This year, they’ve tried another tack. Brad Torgerson, the least obviously ideologically-motivated of the Sad Puppies (in that he merely sneers about queer and trans people while feigning politeness, rather than advocating their murder as “Day” does) put together the list, and has acted as a smiling “gosh gee all we want is some good old-fashioned storytelling” frontman, but in the background they’ve been recruiting people from Gamergate.
Now, in theory I have no problem with that — well, actually, that’s a lie, I have a HUGE fucking problem with Gamergate, given that one of their two biggest targets is the partner of one of my friends, and if you send death and rape threats to my friends’ partners, I am going to have problems with you. But ignoring things like that, the problem is what this does to the Hugos.
You see, anyone with a membership to Worldcon can nominate for the Hugos, and then the five things in each category that get the most nominations go on the ballot. Last year, when the “Sad Puppies” were keeping within SF fandom, this was fine. They got a couple of things in each category on the ballot, and people could vote for them or not as they chose. Mostly they chose not.

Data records
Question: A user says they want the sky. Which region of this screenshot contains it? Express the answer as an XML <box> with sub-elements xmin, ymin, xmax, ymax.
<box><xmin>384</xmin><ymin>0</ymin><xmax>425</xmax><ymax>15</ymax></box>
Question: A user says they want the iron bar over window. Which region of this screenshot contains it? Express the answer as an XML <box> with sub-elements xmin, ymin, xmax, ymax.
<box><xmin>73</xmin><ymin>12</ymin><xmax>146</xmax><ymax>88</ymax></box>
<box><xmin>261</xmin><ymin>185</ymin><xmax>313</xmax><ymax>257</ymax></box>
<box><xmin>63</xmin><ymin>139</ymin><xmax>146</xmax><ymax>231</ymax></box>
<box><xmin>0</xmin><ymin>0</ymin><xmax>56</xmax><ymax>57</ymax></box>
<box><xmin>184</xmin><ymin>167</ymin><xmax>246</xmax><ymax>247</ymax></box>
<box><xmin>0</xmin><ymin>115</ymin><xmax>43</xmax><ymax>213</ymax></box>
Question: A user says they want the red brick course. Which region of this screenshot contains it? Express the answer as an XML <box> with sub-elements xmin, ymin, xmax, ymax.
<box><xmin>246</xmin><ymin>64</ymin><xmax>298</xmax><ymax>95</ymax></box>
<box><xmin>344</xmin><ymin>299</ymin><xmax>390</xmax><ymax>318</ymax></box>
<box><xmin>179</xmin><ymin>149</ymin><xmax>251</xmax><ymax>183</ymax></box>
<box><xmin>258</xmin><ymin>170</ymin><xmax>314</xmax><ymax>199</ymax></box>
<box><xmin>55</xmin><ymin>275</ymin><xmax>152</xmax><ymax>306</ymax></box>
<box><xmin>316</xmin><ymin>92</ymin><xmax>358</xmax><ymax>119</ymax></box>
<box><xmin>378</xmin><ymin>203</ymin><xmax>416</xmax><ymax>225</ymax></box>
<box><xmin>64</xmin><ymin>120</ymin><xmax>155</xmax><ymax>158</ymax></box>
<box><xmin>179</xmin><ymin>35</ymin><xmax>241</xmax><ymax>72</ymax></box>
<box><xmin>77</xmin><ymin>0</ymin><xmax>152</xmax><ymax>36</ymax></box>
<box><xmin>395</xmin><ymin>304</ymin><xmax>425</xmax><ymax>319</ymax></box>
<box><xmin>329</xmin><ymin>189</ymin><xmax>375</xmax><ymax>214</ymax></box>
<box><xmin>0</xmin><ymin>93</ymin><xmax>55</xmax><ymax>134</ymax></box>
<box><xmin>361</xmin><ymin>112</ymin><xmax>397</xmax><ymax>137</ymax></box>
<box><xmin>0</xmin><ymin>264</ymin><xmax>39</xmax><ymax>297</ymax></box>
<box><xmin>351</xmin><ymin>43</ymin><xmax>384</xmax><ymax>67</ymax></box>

§ Questions to answer
A. In the passage about the Hugo Awards, who can nominate works for the Hugos?
B. Resume the passage about the Sad Puppies and the Hugo Awards, starting after its last sentence, "Mostly they chose not."

§ Task results
A. Anyone with a membership to Worldcon can nominate for the Hugos.

B.
This time, the Sad Puppies have swamped the nominations with people who aren’t SF fans, who don’t read SF, but who want to “humble SJW” and “fight the SJW infection” (SJW — right-wing arseholes’ abbreviation for “Social Justice Warrior”, their term for anyone who cares about anyone other than straight white cis men). And this causes a problem, because they nominated as a bloc.
While people nominating based on their own actual taste will all be nominating different things — some might nominate Charles Stross, or Ann Leckie, or John Scalzi, or even some of the Sad Puppy slate like maybe Kevin Anderson, whoever they think wrote the best book — the “Sad Puppies” were all nominating the same five things in each category. And as such they’ve swamped the ballot paper.
In some categories, one or two non-Sad-Puppy nominations made it — Ann Leckie’s Ancillary Sword, for example, was so hugely popular that no-one could keep it off, and the same goes for Doctor Who and Game of Thrones in the drama categories — but the Sad Puppies and their friends make up all or nearly all of the nominations.
This is strictly within the rules, but it’s the worst kind of entryism in that it denies the majority a voice.
The majority of SF fans have proved, for several years running, that they simply don’t like the work of the Sad Puppy faction. They think the only way they can get an award, then, is to stop there being a non-Sad-Puppy option on the ballot. They’re probably right about that.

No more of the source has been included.